**Task description**
Everything from the line with "like x=1236 y=885." to the end of the entries should be copied exactly, and nothing else.
################
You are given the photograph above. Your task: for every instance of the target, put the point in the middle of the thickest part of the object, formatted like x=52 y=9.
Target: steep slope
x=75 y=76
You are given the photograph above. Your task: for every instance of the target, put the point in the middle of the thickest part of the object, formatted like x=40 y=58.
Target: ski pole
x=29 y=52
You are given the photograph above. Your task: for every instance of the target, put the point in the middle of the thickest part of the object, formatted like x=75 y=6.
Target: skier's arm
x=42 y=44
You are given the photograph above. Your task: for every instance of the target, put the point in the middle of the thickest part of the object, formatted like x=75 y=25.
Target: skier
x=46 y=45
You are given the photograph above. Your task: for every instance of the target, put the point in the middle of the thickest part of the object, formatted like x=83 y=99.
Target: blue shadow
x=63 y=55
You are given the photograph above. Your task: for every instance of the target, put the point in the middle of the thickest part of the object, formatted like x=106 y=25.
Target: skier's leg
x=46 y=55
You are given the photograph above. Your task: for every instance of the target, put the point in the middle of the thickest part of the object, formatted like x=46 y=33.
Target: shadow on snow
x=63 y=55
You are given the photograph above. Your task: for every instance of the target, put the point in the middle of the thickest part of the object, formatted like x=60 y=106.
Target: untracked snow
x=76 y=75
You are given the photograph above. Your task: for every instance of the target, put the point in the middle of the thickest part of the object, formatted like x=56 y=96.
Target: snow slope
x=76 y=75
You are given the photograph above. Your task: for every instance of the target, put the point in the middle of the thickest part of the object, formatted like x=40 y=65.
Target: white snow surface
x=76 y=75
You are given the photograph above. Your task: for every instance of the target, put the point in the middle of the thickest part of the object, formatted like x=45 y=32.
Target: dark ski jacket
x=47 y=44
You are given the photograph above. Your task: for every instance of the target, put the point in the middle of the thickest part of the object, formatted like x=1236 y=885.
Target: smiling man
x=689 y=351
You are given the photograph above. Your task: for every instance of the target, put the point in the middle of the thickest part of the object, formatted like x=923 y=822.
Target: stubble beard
################
**Result for this task**
You are given the photograph above. Your task: for every instance of the target, put the point in the middle of the thickest part of the object, formatted like x=1236 y=885.
Target: smiling man
x=689 y=351
You are given the photograph above. Your task: for every instance of the target, put the point in the middle of the thickest part of the object, formatted like x=923 y=822.
Target: stubble beard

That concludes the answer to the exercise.